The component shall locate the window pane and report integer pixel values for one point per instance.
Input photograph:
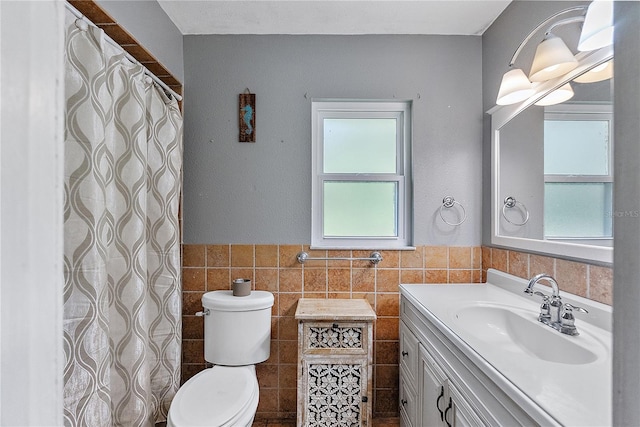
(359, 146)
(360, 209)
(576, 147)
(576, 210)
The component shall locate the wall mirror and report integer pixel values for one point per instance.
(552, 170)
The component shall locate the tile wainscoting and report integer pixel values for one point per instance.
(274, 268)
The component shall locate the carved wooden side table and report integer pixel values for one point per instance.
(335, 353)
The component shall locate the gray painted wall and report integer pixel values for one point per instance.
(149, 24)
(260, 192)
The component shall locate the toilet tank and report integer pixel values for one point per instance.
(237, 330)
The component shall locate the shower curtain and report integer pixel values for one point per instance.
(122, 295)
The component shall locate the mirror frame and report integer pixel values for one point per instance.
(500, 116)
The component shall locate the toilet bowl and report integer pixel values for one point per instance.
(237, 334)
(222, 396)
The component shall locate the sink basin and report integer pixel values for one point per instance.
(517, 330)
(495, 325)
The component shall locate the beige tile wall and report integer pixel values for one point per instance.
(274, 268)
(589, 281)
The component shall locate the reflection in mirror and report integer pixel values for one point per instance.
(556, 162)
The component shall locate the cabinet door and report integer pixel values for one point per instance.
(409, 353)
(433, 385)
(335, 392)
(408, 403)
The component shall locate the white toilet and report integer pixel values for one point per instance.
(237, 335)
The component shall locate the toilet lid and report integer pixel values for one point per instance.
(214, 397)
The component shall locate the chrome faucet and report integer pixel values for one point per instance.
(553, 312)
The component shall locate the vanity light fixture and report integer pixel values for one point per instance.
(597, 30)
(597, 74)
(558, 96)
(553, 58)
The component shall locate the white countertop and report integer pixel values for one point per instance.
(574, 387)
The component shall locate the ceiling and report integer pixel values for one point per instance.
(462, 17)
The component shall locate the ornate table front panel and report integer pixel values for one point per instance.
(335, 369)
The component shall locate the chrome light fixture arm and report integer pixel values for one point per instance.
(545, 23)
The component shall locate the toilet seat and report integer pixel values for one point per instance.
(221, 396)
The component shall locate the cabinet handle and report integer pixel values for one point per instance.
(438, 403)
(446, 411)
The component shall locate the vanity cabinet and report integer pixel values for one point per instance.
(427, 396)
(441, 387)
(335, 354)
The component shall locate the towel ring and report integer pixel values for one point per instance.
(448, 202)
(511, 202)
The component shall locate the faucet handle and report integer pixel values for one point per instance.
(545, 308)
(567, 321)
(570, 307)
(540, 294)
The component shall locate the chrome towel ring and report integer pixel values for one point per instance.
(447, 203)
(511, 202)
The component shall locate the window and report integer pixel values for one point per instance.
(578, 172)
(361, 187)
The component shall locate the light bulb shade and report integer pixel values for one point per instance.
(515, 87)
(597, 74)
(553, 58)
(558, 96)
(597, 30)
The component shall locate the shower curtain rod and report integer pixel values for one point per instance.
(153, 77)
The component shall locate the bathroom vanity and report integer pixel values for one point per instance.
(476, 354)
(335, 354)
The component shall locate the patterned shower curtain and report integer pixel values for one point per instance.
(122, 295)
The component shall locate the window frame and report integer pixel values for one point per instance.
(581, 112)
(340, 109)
# # #
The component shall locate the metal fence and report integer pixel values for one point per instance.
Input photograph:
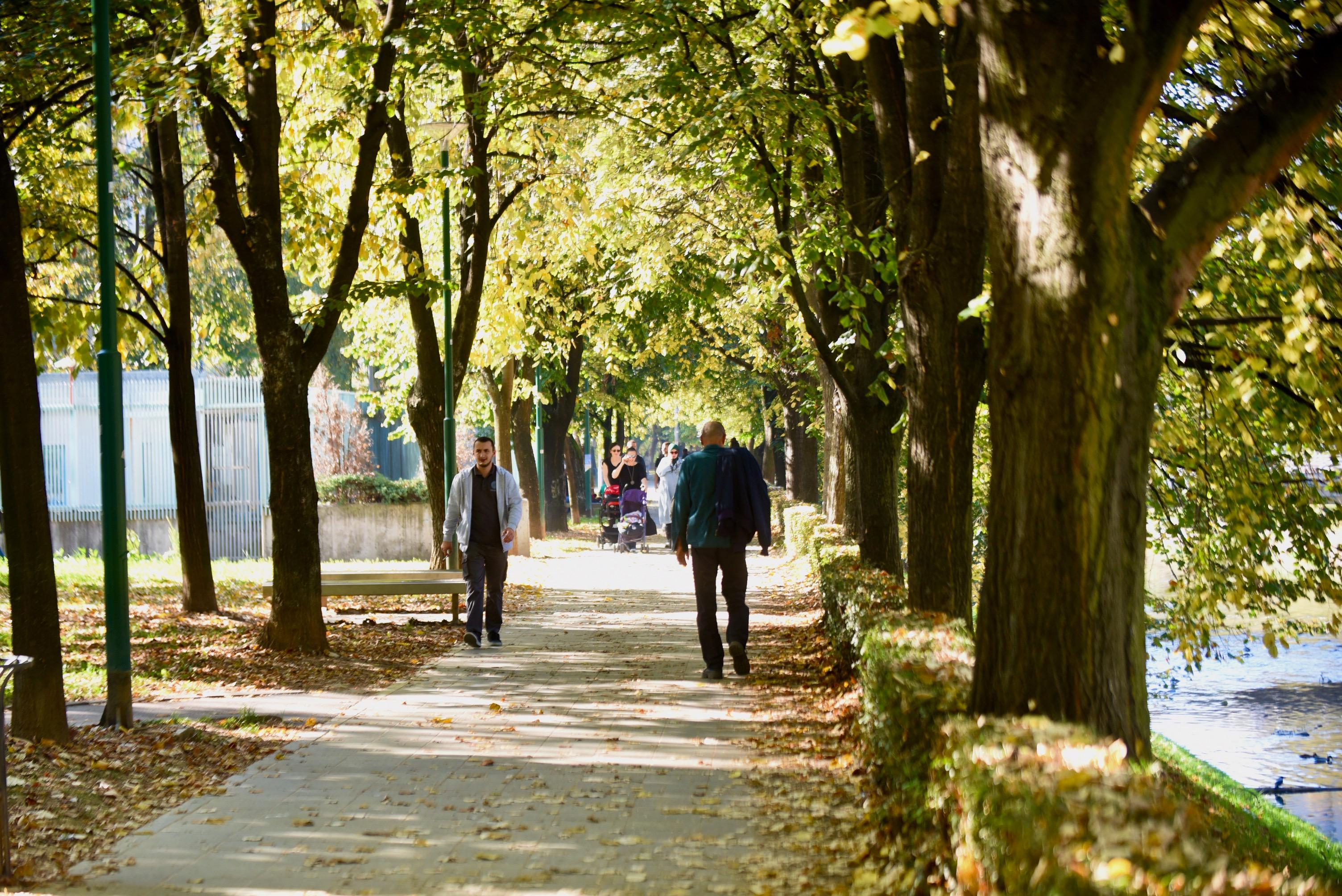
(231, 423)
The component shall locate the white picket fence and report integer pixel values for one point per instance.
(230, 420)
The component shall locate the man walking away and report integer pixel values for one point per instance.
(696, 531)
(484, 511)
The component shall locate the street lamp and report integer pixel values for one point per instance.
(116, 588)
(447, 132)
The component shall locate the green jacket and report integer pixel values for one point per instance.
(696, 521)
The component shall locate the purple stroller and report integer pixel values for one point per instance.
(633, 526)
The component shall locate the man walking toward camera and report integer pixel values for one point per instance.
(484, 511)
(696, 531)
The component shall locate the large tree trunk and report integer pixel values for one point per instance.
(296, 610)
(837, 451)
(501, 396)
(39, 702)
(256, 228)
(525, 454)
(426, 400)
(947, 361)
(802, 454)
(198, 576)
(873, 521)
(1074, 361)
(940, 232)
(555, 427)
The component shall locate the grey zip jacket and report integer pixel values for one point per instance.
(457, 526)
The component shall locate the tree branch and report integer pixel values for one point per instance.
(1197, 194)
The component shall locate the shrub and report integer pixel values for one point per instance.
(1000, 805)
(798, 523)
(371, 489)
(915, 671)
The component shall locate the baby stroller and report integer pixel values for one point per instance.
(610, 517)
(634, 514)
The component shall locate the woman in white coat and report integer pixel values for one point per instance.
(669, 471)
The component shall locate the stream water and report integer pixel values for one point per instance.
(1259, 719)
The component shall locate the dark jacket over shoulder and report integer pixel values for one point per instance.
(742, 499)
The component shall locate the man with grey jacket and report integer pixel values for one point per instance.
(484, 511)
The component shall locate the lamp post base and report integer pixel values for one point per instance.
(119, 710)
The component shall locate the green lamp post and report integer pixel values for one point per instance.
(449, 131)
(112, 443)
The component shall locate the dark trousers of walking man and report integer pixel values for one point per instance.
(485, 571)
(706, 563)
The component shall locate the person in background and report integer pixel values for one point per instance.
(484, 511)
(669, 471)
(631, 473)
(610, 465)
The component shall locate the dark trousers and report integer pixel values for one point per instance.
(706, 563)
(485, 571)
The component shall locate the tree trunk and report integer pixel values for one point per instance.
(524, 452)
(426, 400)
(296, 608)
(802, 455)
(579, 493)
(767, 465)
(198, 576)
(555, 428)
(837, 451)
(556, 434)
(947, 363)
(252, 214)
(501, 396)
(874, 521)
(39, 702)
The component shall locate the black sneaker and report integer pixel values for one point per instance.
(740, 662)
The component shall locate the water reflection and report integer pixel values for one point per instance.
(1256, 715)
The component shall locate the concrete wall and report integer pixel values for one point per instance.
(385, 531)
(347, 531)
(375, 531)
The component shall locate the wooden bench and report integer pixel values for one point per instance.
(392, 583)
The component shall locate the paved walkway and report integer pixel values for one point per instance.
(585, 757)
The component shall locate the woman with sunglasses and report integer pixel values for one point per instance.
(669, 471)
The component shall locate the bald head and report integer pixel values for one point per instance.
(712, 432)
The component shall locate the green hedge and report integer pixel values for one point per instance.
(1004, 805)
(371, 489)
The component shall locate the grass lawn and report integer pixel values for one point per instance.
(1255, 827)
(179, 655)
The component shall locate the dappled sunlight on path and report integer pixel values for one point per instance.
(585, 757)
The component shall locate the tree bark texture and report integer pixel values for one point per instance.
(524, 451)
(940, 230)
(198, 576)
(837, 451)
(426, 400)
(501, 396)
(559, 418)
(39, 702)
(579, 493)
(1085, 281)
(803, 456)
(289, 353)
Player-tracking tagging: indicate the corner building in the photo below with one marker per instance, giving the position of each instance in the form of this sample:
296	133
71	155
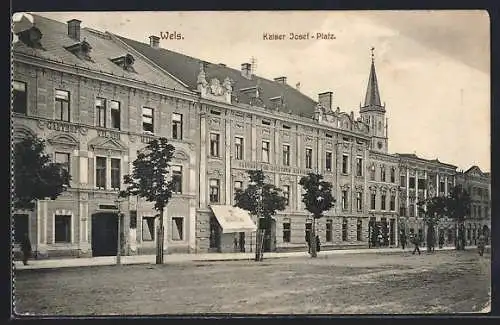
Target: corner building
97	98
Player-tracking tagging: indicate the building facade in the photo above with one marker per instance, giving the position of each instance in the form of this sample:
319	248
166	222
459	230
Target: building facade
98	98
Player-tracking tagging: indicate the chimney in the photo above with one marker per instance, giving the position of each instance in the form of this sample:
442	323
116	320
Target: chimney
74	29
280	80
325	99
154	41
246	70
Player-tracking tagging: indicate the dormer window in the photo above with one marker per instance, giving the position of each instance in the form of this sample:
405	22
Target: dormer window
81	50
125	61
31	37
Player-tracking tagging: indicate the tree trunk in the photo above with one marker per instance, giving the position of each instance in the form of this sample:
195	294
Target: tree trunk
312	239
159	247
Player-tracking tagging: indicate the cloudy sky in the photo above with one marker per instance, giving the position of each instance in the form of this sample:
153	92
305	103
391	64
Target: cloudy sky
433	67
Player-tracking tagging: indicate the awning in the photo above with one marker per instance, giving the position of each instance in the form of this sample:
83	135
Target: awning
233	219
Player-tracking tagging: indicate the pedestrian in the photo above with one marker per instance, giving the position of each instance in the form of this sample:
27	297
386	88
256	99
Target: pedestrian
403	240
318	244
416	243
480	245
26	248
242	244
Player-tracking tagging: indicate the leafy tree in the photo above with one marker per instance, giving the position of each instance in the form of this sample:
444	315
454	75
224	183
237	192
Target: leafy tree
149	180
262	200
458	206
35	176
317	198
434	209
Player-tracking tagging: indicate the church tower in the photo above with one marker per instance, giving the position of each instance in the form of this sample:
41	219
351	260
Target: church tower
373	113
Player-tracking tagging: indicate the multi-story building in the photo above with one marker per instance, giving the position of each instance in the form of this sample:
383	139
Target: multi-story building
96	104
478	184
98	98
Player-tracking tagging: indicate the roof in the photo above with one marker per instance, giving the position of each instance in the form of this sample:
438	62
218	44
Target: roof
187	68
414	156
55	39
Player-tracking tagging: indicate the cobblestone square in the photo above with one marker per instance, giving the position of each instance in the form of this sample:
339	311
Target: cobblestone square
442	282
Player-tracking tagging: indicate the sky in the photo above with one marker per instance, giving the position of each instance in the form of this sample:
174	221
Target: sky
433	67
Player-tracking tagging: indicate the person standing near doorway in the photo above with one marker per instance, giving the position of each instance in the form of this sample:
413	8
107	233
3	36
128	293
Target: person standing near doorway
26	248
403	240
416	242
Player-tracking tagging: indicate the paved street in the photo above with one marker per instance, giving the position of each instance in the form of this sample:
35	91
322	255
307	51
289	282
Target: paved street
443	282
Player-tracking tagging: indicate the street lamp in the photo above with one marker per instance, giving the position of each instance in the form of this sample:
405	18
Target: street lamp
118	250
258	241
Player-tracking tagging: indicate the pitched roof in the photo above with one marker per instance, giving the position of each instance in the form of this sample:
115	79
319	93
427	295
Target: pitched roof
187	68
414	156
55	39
# # #
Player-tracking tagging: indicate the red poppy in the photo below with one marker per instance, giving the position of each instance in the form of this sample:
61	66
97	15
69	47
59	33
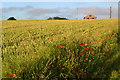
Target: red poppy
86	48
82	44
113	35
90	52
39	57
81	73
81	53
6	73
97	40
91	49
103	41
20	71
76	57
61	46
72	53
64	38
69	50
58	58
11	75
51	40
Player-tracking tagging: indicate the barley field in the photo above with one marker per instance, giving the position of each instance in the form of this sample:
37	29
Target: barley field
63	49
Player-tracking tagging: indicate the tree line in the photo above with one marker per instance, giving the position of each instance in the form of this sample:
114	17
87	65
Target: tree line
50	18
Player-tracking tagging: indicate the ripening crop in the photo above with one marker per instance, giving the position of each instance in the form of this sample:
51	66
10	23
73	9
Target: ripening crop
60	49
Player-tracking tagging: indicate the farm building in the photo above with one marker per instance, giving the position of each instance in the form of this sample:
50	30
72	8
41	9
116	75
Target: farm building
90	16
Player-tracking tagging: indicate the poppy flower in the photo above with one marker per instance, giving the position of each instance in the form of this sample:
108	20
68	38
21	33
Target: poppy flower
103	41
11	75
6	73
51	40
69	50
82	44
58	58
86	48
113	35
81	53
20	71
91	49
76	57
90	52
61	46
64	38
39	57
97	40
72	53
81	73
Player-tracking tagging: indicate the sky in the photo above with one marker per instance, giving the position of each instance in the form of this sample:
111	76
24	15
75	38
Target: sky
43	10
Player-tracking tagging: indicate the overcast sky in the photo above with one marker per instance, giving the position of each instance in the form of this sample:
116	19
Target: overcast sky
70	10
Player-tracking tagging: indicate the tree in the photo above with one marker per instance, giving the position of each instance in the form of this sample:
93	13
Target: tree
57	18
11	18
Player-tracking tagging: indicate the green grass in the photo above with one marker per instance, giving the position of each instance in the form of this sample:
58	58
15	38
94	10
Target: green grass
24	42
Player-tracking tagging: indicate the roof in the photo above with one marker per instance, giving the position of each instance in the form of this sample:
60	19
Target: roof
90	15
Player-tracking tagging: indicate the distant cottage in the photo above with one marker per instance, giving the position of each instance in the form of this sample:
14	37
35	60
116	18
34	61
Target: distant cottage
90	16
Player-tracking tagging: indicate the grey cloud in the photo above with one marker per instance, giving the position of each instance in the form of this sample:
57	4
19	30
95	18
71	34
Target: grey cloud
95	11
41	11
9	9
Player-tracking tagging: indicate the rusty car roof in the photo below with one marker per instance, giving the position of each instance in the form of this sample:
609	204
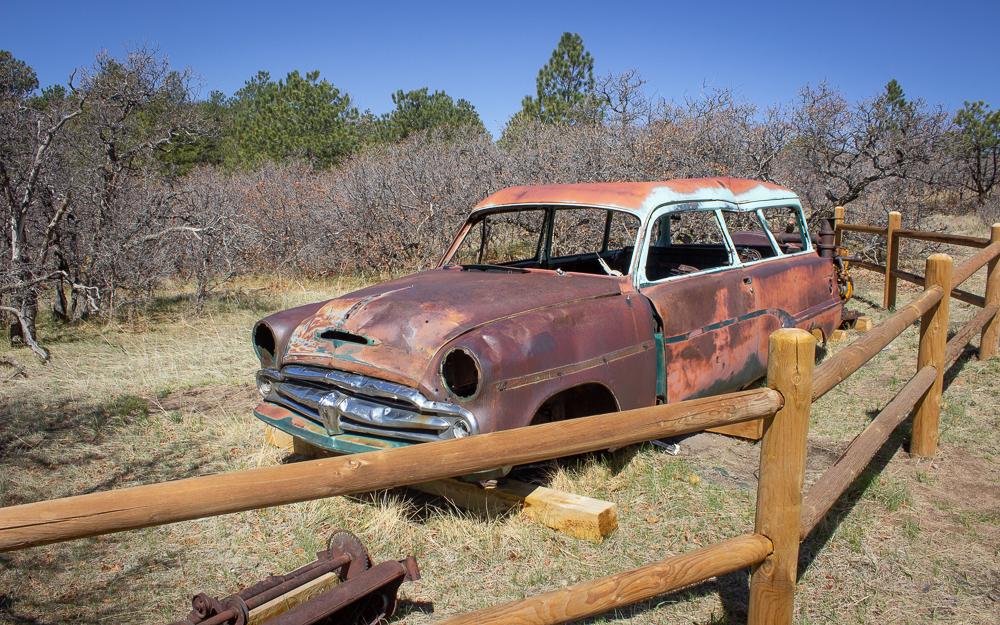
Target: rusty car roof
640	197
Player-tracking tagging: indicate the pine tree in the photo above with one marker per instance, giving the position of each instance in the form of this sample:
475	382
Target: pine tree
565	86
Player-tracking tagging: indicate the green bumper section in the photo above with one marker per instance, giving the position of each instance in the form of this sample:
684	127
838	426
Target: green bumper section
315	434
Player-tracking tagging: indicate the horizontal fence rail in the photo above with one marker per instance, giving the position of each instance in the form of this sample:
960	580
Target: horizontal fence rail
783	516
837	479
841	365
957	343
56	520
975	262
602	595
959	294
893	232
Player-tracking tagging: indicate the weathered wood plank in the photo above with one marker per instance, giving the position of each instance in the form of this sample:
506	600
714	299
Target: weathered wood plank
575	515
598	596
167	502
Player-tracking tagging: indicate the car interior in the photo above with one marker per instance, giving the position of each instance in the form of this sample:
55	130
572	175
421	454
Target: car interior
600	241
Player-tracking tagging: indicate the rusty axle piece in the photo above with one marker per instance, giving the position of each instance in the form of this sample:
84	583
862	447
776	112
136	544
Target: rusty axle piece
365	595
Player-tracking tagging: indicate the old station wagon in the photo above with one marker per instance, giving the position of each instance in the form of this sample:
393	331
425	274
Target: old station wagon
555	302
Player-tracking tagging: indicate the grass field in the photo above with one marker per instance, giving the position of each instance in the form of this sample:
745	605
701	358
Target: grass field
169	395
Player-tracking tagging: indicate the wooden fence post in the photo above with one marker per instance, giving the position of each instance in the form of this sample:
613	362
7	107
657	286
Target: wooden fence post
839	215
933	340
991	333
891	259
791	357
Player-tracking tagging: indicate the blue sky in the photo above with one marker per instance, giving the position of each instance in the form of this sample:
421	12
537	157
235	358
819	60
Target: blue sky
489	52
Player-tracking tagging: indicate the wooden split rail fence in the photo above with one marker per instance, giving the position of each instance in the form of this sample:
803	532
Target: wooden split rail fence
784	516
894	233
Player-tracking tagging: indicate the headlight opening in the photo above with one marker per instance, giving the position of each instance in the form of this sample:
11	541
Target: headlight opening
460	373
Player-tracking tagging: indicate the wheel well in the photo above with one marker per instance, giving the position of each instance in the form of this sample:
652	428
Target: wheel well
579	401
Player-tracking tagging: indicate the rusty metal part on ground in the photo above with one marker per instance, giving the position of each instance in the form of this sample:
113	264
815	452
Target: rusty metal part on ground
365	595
# # #
◆ THE EXERCISE
Please reproduce word for word the part of the data above that opens with the line containing "The component shall locate the lamp" and closes with the line containing "(1256, 715)", with both of those lines included.

◆ WRITTEN SOLUTION
The component shall locate the lamp post base and report integer pixel values for one point per instance.
(119, 710)
The component shall locate the green lamp post and report integer pixel values for one point per instance.
(449, 131)
(112, 443)
The component shall locate the dark trousers of walking man and report integer pixel values for one point per instance.
(485, 571)
(706, 563)
The component shall locate the person in background and report integer pixel values for one point per instance.
(484, 511)
(669, 471)
(631, 473)
(610, 465)
The component shall locate the dark trousers and report integer pixel values for one point per instance.
(706, 563)
(485, 571)
The component shall locate the tree trunk and report integer pixel values for one point per instance.
(524, 452)
(426, 400)
(296, 608)
(802, 455)
(579, 493)
(767, 465)
(198, 576)
(555, 428)
(837, 451)
(556, 434)
(947, 363)
(252, 214)
(501, 396)
(874, 521)
(39, 702)
The component shall locate the black sneaker and report integer pixel values for one point per instance.
(740, 662)
The component shall locate the water reflection and report integer pixel values for one point per instance.
(1256, 715)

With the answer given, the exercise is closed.